▸ **Enunciado da tarefa**
Reescreva tudo desde a linha que contém "job: woven wicker basket" até o fim dos itens, trocando "woven wicker basket" por "rattan basket" e mantendo o restante inalterado.

[Itens de anotação]

⟨

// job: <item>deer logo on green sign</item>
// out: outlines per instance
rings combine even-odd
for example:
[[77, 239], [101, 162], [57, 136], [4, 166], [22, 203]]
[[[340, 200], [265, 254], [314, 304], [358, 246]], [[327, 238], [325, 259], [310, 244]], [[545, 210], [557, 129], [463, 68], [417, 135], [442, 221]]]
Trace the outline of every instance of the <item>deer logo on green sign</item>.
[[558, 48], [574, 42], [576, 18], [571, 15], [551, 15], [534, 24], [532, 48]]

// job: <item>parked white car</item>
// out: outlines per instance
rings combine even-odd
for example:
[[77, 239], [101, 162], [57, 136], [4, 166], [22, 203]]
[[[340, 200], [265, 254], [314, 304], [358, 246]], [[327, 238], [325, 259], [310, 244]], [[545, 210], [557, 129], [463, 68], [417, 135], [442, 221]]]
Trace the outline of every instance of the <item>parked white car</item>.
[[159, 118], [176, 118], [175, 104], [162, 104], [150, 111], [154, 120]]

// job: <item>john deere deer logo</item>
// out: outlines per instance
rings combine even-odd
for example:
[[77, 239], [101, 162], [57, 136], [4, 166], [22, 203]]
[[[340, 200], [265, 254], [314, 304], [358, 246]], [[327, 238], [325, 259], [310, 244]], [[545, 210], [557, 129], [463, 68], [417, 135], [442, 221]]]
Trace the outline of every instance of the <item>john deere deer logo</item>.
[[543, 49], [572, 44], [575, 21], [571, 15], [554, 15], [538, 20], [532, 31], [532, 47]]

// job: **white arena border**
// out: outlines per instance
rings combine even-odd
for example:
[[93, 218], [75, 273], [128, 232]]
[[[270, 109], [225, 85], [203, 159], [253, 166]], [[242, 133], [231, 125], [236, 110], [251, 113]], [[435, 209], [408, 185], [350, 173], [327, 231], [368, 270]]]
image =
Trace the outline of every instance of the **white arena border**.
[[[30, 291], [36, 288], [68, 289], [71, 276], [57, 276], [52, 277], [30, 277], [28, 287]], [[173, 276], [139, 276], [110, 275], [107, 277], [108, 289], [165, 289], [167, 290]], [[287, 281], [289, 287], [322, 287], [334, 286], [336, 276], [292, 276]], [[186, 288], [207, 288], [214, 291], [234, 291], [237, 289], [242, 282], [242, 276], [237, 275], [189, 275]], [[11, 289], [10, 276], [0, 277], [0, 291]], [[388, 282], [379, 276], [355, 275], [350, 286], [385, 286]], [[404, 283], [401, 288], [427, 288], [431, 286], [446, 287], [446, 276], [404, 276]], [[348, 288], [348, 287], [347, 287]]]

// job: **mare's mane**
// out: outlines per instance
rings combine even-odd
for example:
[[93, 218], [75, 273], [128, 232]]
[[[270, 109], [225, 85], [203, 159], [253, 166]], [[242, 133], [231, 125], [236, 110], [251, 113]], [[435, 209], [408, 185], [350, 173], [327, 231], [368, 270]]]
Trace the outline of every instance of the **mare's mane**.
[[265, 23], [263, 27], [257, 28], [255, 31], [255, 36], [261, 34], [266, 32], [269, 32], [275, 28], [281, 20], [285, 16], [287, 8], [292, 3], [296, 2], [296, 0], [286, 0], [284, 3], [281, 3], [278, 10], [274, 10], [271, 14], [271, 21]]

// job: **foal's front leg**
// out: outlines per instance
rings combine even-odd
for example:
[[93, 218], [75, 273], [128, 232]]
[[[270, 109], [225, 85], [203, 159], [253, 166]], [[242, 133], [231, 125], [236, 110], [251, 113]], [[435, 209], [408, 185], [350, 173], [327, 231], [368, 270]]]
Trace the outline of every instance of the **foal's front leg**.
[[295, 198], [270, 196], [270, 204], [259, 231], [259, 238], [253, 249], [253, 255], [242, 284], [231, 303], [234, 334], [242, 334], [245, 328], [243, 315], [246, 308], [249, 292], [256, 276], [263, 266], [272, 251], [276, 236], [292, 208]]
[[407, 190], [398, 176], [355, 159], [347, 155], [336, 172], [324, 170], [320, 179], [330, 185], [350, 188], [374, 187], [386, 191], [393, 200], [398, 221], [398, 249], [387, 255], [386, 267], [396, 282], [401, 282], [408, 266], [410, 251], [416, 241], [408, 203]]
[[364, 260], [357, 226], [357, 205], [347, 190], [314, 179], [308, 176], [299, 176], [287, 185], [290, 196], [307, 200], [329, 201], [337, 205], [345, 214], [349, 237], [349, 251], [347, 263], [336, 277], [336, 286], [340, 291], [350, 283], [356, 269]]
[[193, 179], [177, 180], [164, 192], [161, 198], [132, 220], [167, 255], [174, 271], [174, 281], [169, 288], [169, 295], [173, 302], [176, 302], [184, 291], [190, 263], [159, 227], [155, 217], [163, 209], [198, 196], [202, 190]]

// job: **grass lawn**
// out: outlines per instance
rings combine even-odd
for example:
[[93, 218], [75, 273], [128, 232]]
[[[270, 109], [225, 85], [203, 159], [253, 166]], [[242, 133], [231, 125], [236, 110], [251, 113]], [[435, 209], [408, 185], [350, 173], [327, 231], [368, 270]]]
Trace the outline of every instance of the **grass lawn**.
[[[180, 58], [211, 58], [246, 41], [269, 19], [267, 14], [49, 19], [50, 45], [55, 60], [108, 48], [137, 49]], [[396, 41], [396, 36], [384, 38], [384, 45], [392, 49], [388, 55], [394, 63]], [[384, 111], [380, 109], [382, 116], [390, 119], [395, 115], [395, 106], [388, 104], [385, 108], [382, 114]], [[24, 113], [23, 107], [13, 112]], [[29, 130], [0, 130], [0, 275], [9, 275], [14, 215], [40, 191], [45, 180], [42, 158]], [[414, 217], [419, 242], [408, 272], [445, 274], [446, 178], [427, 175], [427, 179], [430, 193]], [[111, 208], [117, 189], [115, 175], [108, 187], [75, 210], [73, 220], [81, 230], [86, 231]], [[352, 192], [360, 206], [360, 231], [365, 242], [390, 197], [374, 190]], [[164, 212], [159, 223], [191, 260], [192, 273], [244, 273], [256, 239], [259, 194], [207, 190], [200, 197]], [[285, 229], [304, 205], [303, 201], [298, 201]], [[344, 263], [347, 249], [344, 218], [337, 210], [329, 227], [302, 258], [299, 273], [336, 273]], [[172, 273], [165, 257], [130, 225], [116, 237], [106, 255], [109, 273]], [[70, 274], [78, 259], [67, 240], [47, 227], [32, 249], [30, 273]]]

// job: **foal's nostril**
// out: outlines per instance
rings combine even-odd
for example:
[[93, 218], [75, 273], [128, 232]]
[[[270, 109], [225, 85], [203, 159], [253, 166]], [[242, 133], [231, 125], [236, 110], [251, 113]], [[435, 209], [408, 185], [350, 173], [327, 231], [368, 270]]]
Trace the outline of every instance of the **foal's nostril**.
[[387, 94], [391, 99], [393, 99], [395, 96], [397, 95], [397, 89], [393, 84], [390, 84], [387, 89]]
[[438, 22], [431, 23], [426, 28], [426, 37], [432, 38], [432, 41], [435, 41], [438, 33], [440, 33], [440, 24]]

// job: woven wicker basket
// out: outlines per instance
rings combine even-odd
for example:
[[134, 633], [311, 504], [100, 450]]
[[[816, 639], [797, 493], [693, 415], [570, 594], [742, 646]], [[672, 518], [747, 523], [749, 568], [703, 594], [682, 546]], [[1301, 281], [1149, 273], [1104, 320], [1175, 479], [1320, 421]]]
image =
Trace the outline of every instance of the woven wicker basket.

⟩

▸ **Resposta esperada**
// job: rattan basket
// out: outlines per instance
rings combine even-odd
for example:
[[134, 633], [311, 504], [100, 450]]
[[[816, 639], [797, 493], [693, 415], [570, 594], [742, 646]], [[672, 518], [747, 523], [749, 568], [703, 594], [682, 546]], [[1301, 281], [1149, 273], [1104, 320], [1175, 479], [1320, 421]]]
image =
Trace the outline of every instance of the rattan basket.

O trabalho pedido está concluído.